___ Data extract

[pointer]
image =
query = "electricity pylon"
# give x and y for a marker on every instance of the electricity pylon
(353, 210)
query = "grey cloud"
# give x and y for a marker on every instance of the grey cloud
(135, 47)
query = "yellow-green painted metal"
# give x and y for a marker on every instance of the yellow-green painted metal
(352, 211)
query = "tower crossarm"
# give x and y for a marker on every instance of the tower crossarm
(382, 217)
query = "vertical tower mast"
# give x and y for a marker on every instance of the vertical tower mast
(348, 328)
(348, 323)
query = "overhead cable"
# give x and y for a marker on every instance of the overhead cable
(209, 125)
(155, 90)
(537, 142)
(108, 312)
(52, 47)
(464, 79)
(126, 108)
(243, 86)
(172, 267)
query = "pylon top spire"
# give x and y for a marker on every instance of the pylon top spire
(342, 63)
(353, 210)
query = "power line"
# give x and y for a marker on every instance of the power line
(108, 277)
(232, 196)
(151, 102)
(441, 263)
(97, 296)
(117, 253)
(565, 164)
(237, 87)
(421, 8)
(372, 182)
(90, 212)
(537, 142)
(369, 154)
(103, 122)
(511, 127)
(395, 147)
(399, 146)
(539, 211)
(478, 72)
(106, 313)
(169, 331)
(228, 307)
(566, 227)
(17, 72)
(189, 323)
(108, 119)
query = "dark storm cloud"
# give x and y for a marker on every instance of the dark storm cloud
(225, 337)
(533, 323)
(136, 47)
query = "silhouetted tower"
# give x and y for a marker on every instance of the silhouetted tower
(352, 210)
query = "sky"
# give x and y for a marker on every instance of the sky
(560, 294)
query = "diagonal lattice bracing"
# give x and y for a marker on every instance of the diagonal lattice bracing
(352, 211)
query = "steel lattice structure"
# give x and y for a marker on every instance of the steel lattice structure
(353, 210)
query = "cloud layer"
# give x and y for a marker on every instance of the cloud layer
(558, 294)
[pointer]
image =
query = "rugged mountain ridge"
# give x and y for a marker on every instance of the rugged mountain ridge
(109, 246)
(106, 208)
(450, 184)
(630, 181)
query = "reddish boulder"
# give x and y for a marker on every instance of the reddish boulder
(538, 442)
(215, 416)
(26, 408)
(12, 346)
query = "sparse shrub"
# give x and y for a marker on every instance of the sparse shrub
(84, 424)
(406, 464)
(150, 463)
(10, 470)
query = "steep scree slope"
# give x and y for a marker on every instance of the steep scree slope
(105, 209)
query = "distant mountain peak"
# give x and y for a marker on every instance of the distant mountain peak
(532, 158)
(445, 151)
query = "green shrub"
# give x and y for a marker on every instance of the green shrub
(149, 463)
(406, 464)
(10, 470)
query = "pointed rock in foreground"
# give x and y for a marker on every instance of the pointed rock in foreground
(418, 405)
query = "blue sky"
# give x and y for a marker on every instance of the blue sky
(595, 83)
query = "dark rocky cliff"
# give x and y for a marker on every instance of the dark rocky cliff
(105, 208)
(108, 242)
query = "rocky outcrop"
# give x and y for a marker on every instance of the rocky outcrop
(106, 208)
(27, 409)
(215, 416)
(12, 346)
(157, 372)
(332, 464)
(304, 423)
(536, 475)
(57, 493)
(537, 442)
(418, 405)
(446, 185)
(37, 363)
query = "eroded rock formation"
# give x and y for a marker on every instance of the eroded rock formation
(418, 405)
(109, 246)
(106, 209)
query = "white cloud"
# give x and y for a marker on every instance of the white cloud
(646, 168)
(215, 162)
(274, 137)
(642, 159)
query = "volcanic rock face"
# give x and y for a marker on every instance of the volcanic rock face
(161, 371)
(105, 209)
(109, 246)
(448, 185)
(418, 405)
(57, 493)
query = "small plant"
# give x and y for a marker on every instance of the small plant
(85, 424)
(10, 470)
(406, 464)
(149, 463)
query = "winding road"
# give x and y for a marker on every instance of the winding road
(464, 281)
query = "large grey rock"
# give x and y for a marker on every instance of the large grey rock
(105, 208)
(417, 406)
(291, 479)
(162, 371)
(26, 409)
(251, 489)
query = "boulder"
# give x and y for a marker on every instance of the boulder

______

- _Exercise requirements_: All of the entries above must be quoted exactly.

- _Result_:
[pointer]
image =
query = "electricity pylon"
# give x and y for a marker on every instance of the electricity pylon
(353, 210)
query = "grey cloud"
# give x and y for a marker on every instance of the grey cloud
(135, 47)
query = "yellow-green painted metal"
# give x and y for a marker on every instance of the yellow-green painted metal
(352, 211)
query = "tower crossarm"
# give x and y for a marker on every instance of the tower crossarm
(382, 217)
query = "vertical tower mast"
# give x and y for a marker on every instance of the vertical tower mast
(348, 328)
(348, 323)
query = "overhead cable"
# give x and y for a marker on every instance of the overhead cable
(209, 125)
(155, 90)
(537, 142)
(108, 312)
(52, 47)
(464, 79)
(126, 108)
(243, 86)
(172, 267)
query = "pylon top spire"
# give x and y for a marker on every instance of the pylon top spire
(342, 63)
(353, 210)
query = "power line"
# give x and y for a marker on every instance of the power line
(108, 277)
(232, 196)
(151, 102)
(441, 263)
(97, 296)
(117, 253)
(565, 164)
(237, 87)
(421, 8)
(372, 182)
(90, 212)
(537, 142)
(369, 154)
(103, 122)
(511, 127)
(395, 147)
(399, 146)
(539, 211)
(478, 72)
(106, 313)
(169, 331)
(228, 307)
(566, 227)
(17, 72)
(189, 323)
(108, 119)
query = "dark storm cloud"
# give x and y for a marker on every instance of the dark storm cloud
(225, 337)
(533, 323)
(136, 47)
query = "silhouetted tower"
# give x and y for a marker on every instance of the silhouetted tower
(352, 210)
query = "sky"
# give x and y for a marker on every instance of the sky
(560, 294)
query = "diagonal lattice bracing"
# give x and y for a marker on every instance of the diagonal lattice bracing
(352, 211)
query = "steel lattice structure"
# give x and y for a marker on every instance of the steel lattice structure
(353, 210)
query = "cloud layer"
# give x and y for a marker on every instance of the cloud layer
(558, 294)
[pointer]
image =
query = "rugged mountain ridge"
# give x and y for a marker on every instance of the rugged mountain ridge
(109, 246)
(106, 208)
(450, 184)
(630, 181)
query = "reddish boulder"
# give x and y for a marker on every instance of the reddish boulder
(538, 442)
(215, 416)
(26, 408)
(12, 346)
query = "sparse shrub"
# give x and y for a marker on every instance of the sparse shrub
(84, 424)
(406, 464)
(150, 463)
(10, 470)
query = "steep scree slope"
# give x and y for a marker on every instance of the steep scree slope
(105, 209)
query = "distant mountain peak"
# give x and y for a marker on every instance of the distant mountain peak
(532, 158)
(445, 151)
query = "green shrub"
# give x and y for a marker on every instance of the green shrub
(149, 463)
(406, 464)
(10, 470)
query = "pointed rock in foreground"
# give x and y for a marker on every instance of the pointed rock in foreground
(418, 405)
query = "blue sky"
# give x and y for a marker on every instance of the blue sky
(595, 83)
query = "dark rocky cliff"
# give x and y for a marker on every instance of the dark rocky cliff
(105, 208)
(108, 242)
query = "rocky outcrop"
# give x and y for a marker on every instance of the rocky outcrop
(106, 208)
(27, 409)
(215, 416)
(12, 346)
(157, 372)
(332, 464)
(304, 423)
(536, 475)
(57, 493)
(537, 442)
(418, 405)
(446, 185)
(37, 363)
query = "eroded rock formation"
# give x and y for a marker on every instance of the eroded rock formation
(418, 405)
(109, 246)
(106, 209)
query = "white cloud"
# give x and y for a marker on every instance of the white cloud
(646, 168)
(215, 162)
(274, 137)
(642, 159)
query = "volcanic rock face"
# give x and y for a marker on every instance of the volcanic rock face
(161, 371)
(105, 209)
(109, 246)
(448, 185)
(418, 405)
(57, 493)
query = "small plant"
# give x and y for a marker on every instance of the small plant
(85, 424)
(10, 470)
(406, 464)
(149, 463)
query = "winding road"
# give x and y for a marker on every instance of the winding road
(464, 281)
query = "large grey rock"
# give x and y for a marker on every instance of the large grey rock
(105, 208)
(417, 406)
(291, 479)
(162, 371)
(26, 409)
(251, 489)
query = "boulder"
# give x and y for a marker on every instance of the boulder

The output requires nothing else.